Single by Foxes

from the album Glorious
- Released: 4 May 2014
- Genre: Pop
- Length: 3:31
- Label: Sign of the Times
- Songwriter(s): Louisa Rose Allen; Toby Gad; Jonny Harris;
- Producer(s): Mike Spencer

Foxes singles chronology
| "Let Go for Tonight" (2014) | "Holding onto Heaven" (2014) | "Glorious" (2014) |

Music video
- "Holding onto Heaven" on YouTube

= Holding onto Heaven =

"Holding onto Heaven" is a song by English singer and songwriter Foxes from her debut studio album Glorious (2014). The song was released as a digital download in the United Kingdom on 4 May 2014 as the album's third single.

==Background==
Foxes announced that "Holding onto Heaven" would serve as the next single from her debut album, Glorious (2014). The track was made available for pre-order in advance of the release of Glorious, which was scheduled for release in the United Kingdom on 12 May 2014. Speaking to DIY about her debut, Foxes expressed a grounded perspective on releasing the album, stating that she was simply happy to share it and not placing too much pressure on its success.

==Composition==
The track opens with delicate, soulful vocals reminiscent of Florence and the Machine, before shifting into a polished yet derivative pop sound. While pleasant and well-crafted, it has been noted to lack distinct originality.

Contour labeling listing
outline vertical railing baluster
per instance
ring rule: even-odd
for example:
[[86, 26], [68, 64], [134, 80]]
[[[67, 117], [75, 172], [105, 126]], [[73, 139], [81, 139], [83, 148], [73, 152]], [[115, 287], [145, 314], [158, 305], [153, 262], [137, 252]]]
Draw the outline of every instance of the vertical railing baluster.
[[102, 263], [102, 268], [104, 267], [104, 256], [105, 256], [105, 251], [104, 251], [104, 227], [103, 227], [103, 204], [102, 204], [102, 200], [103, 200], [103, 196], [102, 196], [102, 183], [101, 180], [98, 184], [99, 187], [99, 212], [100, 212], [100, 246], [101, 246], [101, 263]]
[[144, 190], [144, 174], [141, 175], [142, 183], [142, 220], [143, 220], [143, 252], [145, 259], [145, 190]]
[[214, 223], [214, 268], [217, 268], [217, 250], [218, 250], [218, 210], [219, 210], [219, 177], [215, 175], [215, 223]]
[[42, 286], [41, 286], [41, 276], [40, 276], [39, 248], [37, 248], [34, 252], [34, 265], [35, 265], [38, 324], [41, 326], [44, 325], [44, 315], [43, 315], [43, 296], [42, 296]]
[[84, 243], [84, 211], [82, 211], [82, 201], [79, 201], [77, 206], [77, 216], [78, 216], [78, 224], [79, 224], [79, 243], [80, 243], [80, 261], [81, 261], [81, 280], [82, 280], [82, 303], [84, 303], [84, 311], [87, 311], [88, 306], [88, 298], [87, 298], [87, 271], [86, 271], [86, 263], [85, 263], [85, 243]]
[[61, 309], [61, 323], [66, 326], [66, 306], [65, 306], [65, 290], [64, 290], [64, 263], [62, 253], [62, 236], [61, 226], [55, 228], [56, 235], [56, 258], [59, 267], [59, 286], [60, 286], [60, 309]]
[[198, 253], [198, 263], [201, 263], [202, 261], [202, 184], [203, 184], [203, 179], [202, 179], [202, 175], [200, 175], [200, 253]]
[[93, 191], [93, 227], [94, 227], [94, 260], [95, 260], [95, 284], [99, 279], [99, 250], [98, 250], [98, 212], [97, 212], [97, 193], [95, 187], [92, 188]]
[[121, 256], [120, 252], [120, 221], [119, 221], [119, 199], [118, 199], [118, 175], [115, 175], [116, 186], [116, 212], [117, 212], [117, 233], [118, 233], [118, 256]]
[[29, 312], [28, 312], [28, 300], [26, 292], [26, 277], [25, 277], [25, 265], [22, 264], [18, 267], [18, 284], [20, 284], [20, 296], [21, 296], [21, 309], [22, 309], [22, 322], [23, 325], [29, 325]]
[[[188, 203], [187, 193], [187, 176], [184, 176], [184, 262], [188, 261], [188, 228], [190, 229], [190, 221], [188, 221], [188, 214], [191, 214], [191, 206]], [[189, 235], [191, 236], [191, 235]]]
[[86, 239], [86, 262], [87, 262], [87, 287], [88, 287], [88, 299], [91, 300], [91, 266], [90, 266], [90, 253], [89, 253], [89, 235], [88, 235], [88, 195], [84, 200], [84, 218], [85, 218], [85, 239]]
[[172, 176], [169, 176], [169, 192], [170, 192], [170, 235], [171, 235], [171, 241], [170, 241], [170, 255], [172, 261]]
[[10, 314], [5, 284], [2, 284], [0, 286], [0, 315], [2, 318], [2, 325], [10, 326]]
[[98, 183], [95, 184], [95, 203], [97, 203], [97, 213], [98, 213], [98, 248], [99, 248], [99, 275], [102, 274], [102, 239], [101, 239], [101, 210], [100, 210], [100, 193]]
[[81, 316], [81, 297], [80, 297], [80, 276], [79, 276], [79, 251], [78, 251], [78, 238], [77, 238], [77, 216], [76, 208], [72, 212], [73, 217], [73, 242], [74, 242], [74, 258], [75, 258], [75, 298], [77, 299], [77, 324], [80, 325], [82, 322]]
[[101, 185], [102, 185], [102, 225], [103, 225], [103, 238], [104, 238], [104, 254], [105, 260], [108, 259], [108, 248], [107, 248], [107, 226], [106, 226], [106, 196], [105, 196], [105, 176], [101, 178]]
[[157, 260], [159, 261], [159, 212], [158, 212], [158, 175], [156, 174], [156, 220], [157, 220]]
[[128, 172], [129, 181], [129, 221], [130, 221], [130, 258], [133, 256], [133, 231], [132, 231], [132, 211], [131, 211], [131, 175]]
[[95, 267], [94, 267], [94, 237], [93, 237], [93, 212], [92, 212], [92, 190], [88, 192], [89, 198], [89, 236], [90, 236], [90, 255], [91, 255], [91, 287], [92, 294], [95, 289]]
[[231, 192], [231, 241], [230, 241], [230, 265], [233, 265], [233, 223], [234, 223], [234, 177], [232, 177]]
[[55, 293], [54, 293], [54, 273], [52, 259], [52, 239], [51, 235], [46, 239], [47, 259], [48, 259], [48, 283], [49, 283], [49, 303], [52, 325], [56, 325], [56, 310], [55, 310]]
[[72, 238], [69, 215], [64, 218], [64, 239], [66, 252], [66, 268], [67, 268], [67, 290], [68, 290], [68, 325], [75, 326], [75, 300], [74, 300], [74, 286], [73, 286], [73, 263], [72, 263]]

Tasks ▸
[1] Copy the Foxes song article word for word from "Foxes singles chronology" to "on its success.".
[2] Write the next part of the Foxes song article, picking up right after its last sentence.
The listing has nothing to do with the Foxes song article.

Written responses ▸
[1]
Foxes singles chronology
| "Let Go for Tonight" (2014) | "Holding onto Heaven" (2014) | "Glorious" (2014) |

Music video
- "Holding onto Heaven" on YouTube

= Holding onto Heaven =

"Holding onto Heaven" is a song by English singer and songwriter Foxes from her debut studio album Glorious (2014). The song was released as a digital download in the United Kingdom on 4 May 2014 as the album's third single.

==Background==
Foxes announced that "Holding onto Heaven" would serve as the next single from her debut album, Glorious (2014). The track was made available for pre-order in advance of the release of Glorious, which was scheduled for release in the United Kingdom on 12 May 2014. Speaking to DIY about her debut, Foxes expressed a grounded perspective on releasing the album, stating that she was simply happy to share it and not placing too much pressure on its success.

[2]
==Music video==
The video starts off with her playing with a music box. As she gets up from the table it is revealed there are two different versions of the same party: One of them being gloomy and slow and the other being uplifting and happy as everyone dances to the song. In the end it turns out to have all been an imagination, Foxes winding down the same music box from the beginning.

==Critical reception==
Amy Davidson from Digital Spy praised "Holding onto Heaven" for its poetic lyricism and anthemic chorus, highlighting Foxes's powerful vocal performance and the track's elegant restraint despite its '80s ballad influences. The Guardian described the song as "rather lovely", noting Foxes's emotive, quivering vocals and her earnest delivery, which sets the track apart from typical talent show fare.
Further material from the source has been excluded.